### [OBJETIVO DO EXERCÍCIO]
Dê seguimento ao texto abaixo sobre a arte e as “pequenas” violências, começando logo após a última frase.

### [DOCUMENTO]
+===+

As artistas abordadas até aqui denunciaram, despertaram para a
reflexão e impulsionaram para o combate das “pequenas” violências,
especialmente àqueles dirigidas às mulheres, à conduta sexual e social.
Paralelamente, Ana Teixeira, na ação Dar-se como coisa que ouve: afetos de sonoridade na obra escuto histórias de amor,
realizada entre os anos de 2005 e 2012, coloca total potência na
atitude. A artista sentou-se em uma cadeira nas ruas de diferentes
cidades com uma cadeira vazia ao seu lado e uma placa que dizia “Escuto
histórias de amor”. Para a artista, o foco não era o registro ou a
coleta de histórias, era escutar o outro; o doar-se por um tempo e ser
ouvinte. No cerne da ação, o respeito às histórias dos outros, de certa
forma, denunciando o quanto o ignorar o outro é comum e torna-se uma
“pequena” violência.

+===+

### [DADOS FORNECIDOS]
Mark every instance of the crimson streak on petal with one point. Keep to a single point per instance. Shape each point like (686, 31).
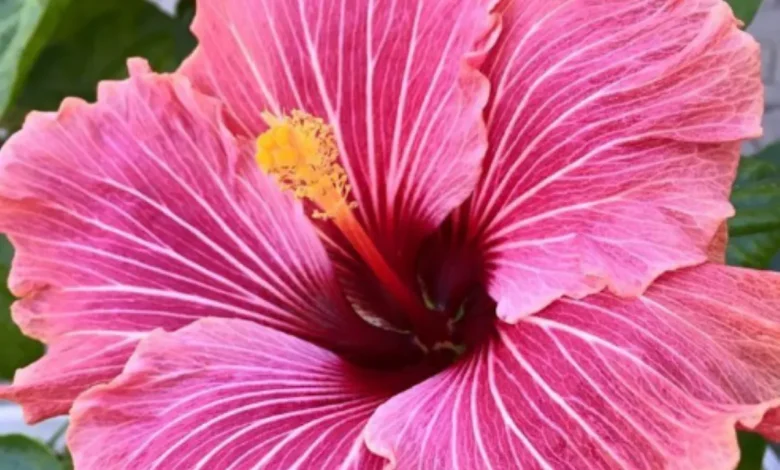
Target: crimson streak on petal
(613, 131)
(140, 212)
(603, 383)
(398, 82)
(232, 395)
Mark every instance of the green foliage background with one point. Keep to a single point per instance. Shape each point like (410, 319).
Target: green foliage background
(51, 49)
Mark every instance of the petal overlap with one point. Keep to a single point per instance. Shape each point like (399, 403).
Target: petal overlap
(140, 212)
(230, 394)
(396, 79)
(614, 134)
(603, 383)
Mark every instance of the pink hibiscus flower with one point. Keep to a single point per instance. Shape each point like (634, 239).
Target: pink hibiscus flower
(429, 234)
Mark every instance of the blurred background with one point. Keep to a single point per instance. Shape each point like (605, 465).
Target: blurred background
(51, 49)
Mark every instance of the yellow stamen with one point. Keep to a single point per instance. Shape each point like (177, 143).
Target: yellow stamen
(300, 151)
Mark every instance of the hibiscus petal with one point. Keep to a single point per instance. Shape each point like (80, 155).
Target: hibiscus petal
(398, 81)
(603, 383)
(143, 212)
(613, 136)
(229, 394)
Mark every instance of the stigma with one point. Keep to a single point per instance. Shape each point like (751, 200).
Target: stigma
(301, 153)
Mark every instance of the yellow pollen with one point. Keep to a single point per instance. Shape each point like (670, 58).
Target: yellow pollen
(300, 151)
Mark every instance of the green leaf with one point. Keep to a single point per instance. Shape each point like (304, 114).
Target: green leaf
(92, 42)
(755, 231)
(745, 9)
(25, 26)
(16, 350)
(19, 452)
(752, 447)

+===+

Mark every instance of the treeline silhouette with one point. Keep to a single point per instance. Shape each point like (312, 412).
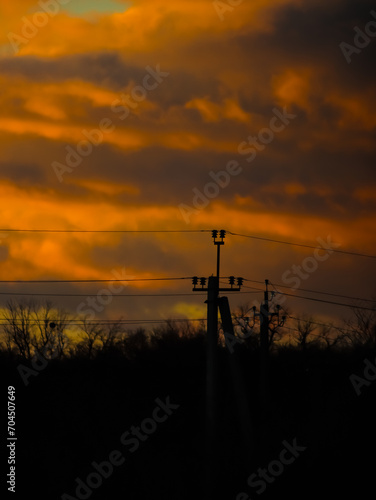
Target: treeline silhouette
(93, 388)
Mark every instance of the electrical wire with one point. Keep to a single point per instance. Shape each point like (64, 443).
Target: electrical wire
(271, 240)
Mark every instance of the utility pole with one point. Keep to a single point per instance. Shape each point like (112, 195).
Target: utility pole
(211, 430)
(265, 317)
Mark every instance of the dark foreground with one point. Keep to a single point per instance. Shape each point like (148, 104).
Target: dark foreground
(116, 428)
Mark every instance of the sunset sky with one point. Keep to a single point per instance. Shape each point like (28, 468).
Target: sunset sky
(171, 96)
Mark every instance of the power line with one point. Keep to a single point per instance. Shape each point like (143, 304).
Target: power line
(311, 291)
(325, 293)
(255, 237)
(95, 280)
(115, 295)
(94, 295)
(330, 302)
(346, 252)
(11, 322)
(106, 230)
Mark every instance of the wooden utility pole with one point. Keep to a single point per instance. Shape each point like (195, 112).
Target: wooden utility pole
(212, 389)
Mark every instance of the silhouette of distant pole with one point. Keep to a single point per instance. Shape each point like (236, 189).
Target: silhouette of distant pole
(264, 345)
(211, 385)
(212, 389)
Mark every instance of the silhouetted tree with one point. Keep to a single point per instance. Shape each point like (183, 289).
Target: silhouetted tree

+===+

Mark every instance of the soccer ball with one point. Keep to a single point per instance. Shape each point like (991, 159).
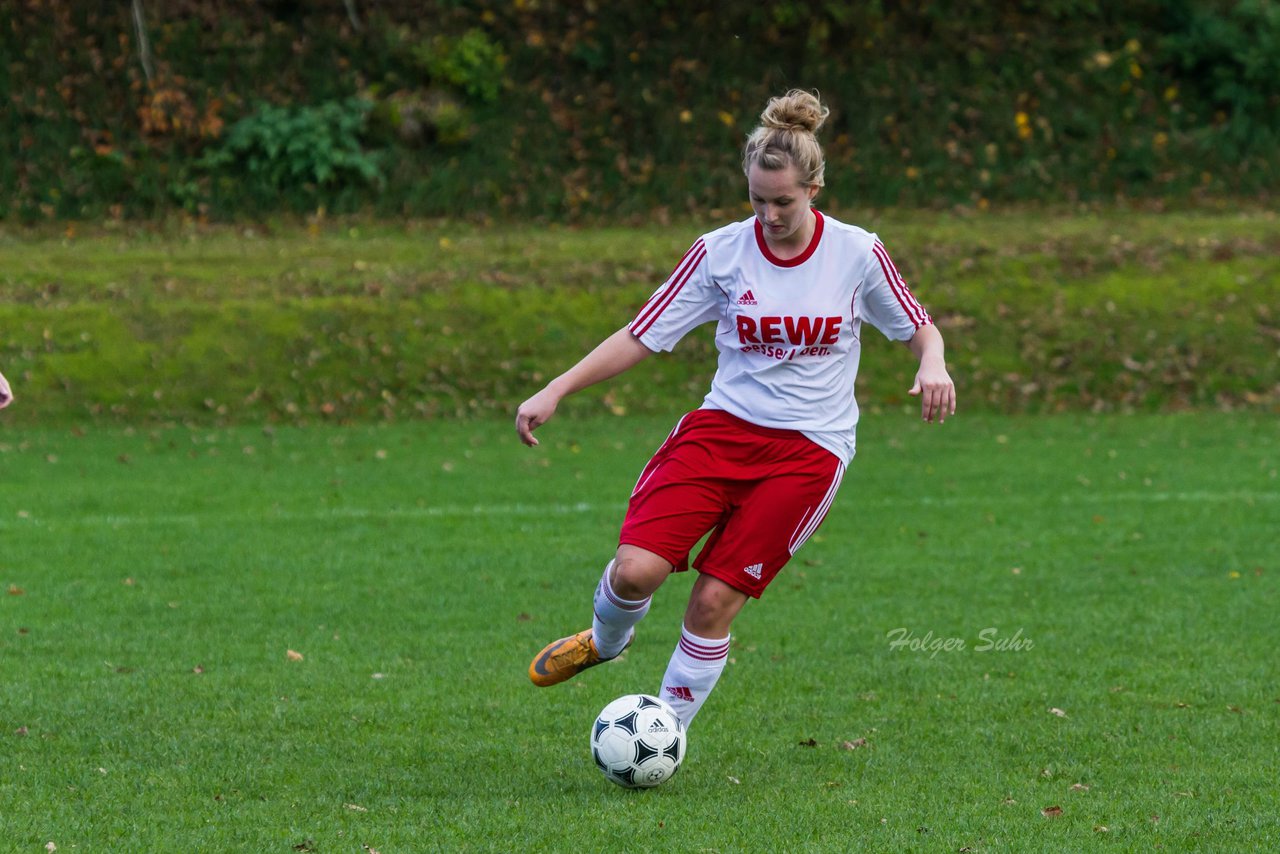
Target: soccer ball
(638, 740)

+===+

### [RESULTADO DA TAREFA]
Por fim, vimos que as poéticas atuais permitem a reflexão sobre o
exercício do poder e da violência, além de proporcionarem a leitura de
um cenário pós-metanarrativas centrado na dimensão do íntimo, do
pessoal; onde vítimas e algozes são próximos e transmutam-se; onde as
“pequenas” violências minam as potencialidades dos indivíduos e grupos
sociais. Elas não nos salvam! Elas podem ser inspiração, meio e discurso
do fazer artístico, mas mesmo sendo veladas são combatidas. As artistas
respondem às demandas de seu tempo; exercem a crítica no nível das
micropolíticas. Cabe à arte sempre nutrir a potência de transformação,
assim como sempre existirá o forte propósito de buscar relações entre
poéticas e contexto social, inscrevendo uma nova história.
Referências
BELTING, Hans. O fim da história da arte: uma revisão dez anos depois. Tradução Rodinei Nascimento, São Paulo: Cosac & Naify, 2006, 320p.
DANTO, Arthur. Após o Fim da Arte. A Arte Contemporânea e os Limites da História. São Paulo: Odysseus Editora, 2006.
LYOTARD, Jean-François. A Condição Pós-Moderna. Rio de Janeiro: José Olympio, 1998.
[1]Clarice Lispector, Uma aprendizagem ou o Livro dos Prazeres, 1969. Na crônica, a escritora enfatiza o diálogo entre duas personagens. Nele, a discussão sobre o hábito de comer galinha ao molho pardo, visto como uma pequena violência que poderia redimir-nos das grandes barbáries.
[2] Adota-se “minorias” como sendo grupos marginalizados devido aos aspectos econômicos, sociais, culturais, físicos ou religiosos.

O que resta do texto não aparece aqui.